## EXERCISES
a: Rewrite the passage from the court opinion, starting at the words "First, there are" and ending after "to the present.". Swap each "complaint" for "petition".
b: Translate this sentence from the court opinion into Spanish: "The initial issue is whether this is a class action."

## EXTRACT PROVIDED
>> BEGIN

We agree with Holmes and with the court below. EEOC intended to bring this suit in the form of a class action and, at this stage of the proceedings, it is a class action. When EEOC brings a class suit under § 706(f)(1), 42 U.S.C. § 2000e-5(f)(l) it too must abide by appropriate Federal Rules of Civil Procedure, including Rule 23. We note at the outset that we are not here concerned with the merits of the case. Five parties have made charges against the Holmes Company that may merit relief; we are confident that the trial court will afford them a full and fair trial on those issues. The questions here before us on this interlocutory appeal are, therefore, very narrow ones which concern merely the procedural side of this case.
The initial issue is whether this is a class action. We conclude that it is.
The trial court, in ruling that EEOC intended to bring a class action, found the law suit to be a class action (at least at this stage). Our review supports the district court’s finding in this regard. EEOC has repeatedly asserted that broad, class relief is precisely what it seeks. Its intent is evidenced not only by a fair construction of the complaint, but by other conduct as well.
First, there are the pleadings themselves. The complaint is very broadly and vaguely drawn. It names no employee adversely affected by unlawful discharge, promotion, or other employment policy. Nor does it name any employee opposing such alleged practices who has been harassed as a result. It does not specify at which of the nine stores or in which of the 494 departments alleged violations of the Civil Rights Act took place. It does not name particular dates on which these alleged violations occurred. Instead, the complaint is drawn in the broadest terms so as to include all female employees, all nine stores, all 494 departments, and every day from July 2,1965 (the effective date of the Civil Rights Act) to the present.
Furthermore, the request for relief is likewise drawn with great generality. We pass over the prayer for injunctive relief as, class action or not, the practical effect of an injunction is likely to be the same.

>> END

## Data entries
>> BEGIN

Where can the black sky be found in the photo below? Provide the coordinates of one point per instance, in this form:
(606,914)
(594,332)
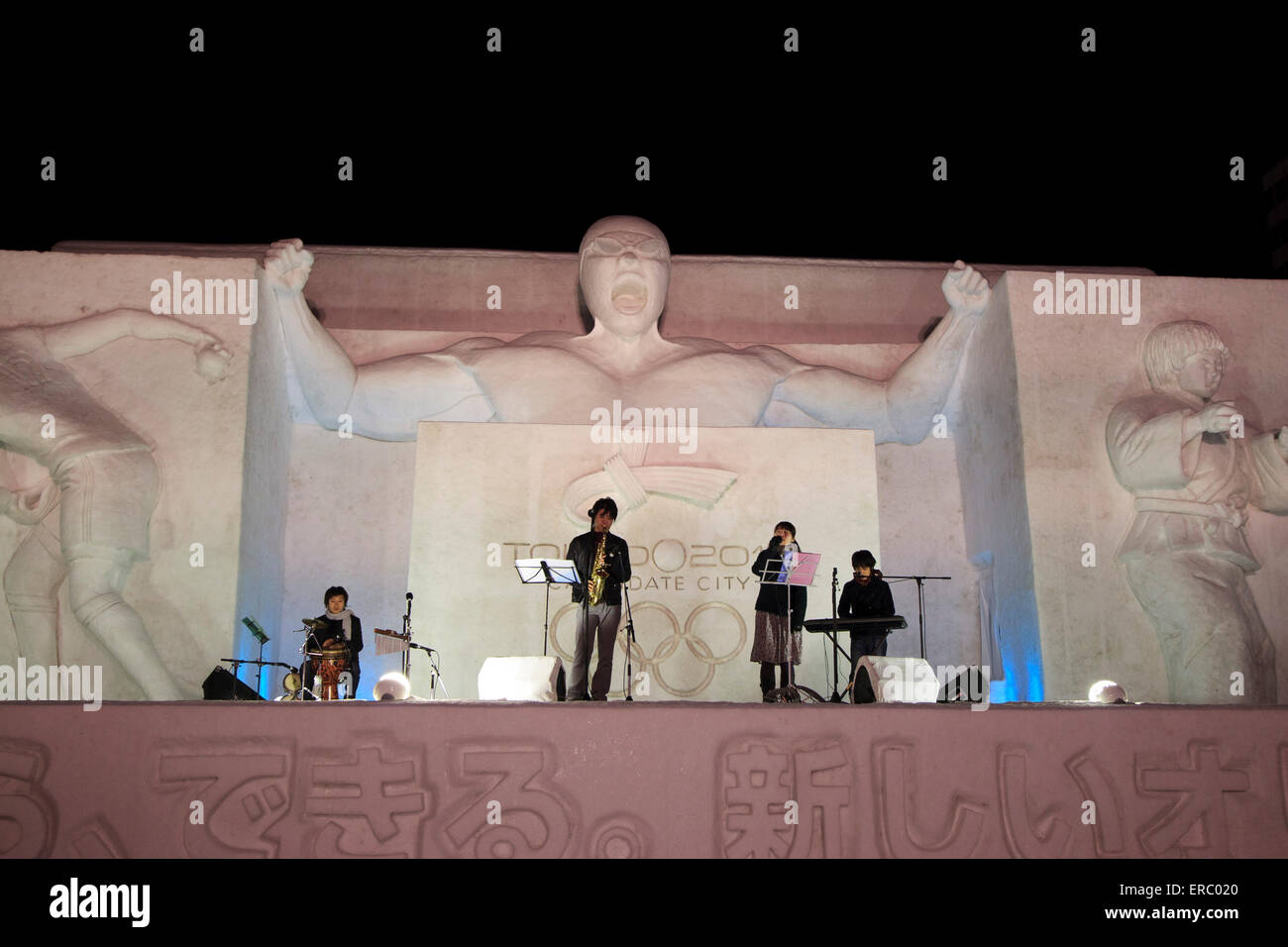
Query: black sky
(1055,157)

>> END

## EXPECTED OUTPUTS
a:
First, there are the pleadings themselves. The petition is very broadly and vaguely drawn. It names no employee adversely affected by unlawful discharge, promotion, or other employment policy. Nor does it name any employee opposing such alleged practices who has been harassed as a result. It does not specify at which of the nine stores or in which of the 494 departments alleged violations of the Civil Rights Act took place. It does not name particular dates on which these alleged violations occurred. Instead, the petition is drawn in the broadest terms so as to include all female employees, all nine stores, all 494 departments, and every day from July 2,1965 (the effective date of the Civil Rights Act) to the present.

b: La cuestión inicial es si se trata de una acción colectiva.